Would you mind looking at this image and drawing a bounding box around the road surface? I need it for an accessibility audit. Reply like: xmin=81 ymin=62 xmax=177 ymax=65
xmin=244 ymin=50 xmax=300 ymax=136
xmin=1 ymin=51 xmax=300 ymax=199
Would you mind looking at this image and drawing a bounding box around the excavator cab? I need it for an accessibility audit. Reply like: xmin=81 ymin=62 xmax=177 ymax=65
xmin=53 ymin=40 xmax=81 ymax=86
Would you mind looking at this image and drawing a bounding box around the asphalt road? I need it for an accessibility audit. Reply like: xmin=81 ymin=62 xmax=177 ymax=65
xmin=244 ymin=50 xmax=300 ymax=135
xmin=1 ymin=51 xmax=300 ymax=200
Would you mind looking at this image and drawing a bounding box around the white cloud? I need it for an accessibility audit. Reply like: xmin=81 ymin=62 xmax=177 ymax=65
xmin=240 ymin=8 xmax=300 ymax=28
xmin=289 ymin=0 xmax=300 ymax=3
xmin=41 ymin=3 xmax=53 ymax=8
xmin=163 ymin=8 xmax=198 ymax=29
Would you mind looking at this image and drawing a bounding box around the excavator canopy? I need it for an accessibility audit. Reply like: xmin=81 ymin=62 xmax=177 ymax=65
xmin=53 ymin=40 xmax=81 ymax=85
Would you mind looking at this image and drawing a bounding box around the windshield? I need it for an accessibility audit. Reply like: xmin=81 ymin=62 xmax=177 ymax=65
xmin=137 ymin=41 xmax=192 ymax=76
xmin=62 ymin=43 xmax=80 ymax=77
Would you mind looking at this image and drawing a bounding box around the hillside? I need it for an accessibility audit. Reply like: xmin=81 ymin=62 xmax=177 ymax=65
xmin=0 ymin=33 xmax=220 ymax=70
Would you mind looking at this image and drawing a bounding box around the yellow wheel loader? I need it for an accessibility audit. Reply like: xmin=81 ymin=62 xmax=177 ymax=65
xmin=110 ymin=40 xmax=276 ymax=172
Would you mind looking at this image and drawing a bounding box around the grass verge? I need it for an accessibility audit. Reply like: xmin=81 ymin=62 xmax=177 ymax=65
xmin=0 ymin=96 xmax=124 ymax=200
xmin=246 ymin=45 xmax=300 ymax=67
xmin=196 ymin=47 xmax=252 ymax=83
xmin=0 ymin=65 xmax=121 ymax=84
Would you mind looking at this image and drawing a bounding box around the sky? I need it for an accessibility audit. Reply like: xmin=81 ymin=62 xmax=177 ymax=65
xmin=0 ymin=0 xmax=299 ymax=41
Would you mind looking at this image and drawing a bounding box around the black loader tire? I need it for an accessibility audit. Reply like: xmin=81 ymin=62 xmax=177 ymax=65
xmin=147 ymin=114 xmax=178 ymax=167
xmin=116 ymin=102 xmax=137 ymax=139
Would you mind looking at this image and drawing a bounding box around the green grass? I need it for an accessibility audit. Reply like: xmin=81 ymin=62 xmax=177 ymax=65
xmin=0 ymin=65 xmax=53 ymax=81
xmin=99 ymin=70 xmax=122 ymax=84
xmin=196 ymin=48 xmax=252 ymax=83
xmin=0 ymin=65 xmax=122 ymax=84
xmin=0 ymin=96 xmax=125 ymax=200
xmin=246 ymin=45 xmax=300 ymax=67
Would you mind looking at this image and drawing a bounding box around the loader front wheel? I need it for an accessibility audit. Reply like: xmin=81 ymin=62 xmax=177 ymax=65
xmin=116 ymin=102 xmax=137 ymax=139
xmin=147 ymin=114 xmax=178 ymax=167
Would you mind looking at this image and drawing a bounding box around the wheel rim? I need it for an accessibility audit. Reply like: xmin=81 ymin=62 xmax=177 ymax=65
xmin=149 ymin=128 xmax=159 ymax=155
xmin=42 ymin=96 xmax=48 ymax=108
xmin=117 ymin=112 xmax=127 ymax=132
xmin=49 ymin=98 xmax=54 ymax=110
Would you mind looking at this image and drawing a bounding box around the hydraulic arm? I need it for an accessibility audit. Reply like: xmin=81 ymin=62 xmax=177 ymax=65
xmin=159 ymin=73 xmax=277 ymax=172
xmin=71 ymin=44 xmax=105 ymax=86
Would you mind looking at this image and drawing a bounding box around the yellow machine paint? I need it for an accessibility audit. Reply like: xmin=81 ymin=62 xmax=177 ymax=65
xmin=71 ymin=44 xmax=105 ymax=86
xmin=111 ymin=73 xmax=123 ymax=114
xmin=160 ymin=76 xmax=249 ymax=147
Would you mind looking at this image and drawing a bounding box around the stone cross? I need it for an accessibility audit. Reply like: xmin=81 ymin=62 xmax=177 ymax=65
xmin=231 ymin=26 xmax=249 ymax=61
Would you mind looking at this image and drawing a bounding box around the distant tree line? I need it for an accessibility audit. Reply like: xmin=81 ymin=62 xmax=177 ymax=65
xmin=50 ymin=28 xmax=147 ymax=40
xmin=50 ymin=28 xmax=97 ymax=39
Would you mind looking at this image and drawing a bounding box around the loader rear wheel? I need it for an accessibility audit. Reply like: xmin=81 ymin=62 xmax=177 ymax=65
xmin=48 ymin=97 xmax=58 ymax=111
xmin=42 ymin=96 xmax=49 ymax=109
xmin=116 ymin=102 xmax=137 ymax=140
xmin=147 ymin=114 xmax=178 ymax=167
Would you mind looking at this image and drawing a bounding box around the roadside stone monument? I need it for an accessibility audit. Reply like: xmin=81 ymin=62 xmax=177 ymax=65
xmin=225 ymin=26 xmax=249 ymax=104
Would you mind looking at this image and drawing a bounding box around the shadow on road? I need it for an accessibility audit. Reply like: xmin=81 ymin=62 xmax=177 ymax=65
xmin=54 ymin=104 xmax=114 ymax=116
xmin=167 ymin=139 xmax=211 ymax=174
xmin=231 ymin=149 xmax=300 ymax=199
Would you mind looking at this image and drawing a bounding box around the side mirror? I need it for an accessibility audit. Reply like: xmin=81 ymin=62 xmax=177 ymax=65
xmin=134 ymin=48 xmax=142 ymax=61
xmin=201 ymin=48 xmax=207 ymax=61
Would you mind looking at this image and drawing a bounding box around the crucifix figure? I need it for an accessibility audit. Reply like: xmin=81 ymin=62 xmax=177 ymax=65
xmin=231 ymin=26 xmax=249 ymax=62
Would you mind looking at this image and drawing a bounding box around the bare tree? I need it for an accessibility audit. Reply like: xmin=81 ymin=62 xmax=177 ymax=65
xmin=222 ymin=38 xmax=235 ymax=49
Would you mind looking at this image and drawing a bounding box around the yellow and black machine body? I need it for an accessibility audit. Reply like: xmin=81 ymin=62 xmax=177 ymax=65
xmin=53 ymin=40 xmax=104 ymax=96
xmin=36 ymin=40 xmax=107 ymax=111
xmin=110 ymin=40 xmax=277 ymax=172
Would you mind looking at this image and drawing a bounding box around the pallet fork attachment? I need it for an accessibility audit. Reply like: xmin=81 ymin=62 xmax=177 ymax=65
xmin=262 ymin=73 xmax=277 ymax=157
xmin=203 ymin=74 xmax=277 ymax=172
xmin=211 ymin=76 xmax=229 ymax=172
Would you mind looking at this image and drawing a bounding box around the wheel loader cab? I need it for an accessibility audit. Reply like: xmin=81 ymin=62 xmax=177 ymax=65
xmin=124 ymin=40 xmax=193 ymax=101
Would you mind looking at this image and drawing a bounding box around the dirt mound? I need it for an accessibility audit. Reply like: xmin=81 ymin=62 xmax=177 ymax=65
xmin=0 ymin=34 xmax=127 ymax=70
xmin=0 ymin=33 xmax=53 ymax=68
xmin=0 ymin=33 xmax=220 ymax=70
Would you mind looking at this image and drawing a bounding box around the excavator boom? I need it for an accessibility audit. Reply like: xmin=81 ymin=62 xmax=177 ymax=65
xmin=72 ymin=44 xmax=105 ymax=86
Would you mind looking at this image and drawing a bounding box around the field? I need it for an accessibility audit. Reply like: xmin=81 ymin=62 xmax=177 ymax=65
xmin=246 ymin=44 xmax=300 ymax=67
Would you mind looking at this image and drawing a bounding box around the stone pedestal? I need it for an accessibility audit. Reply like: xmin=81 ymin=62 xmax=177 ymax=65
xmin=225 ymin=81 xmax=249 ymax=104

# What the task asks:
The task here is to output the line with "the stone pedestal?" and all lines after it to the end of the records above, exactly and only those.

# Answer area:
Would you mind looking at this image and drawing a bounding box around the stone pedestal? I need it for an accessibility audit. Reply like: xmin=81 ymin=62 xmax=177 ymax=65
xmin=225 ymin=81 xmax=249 ymax=104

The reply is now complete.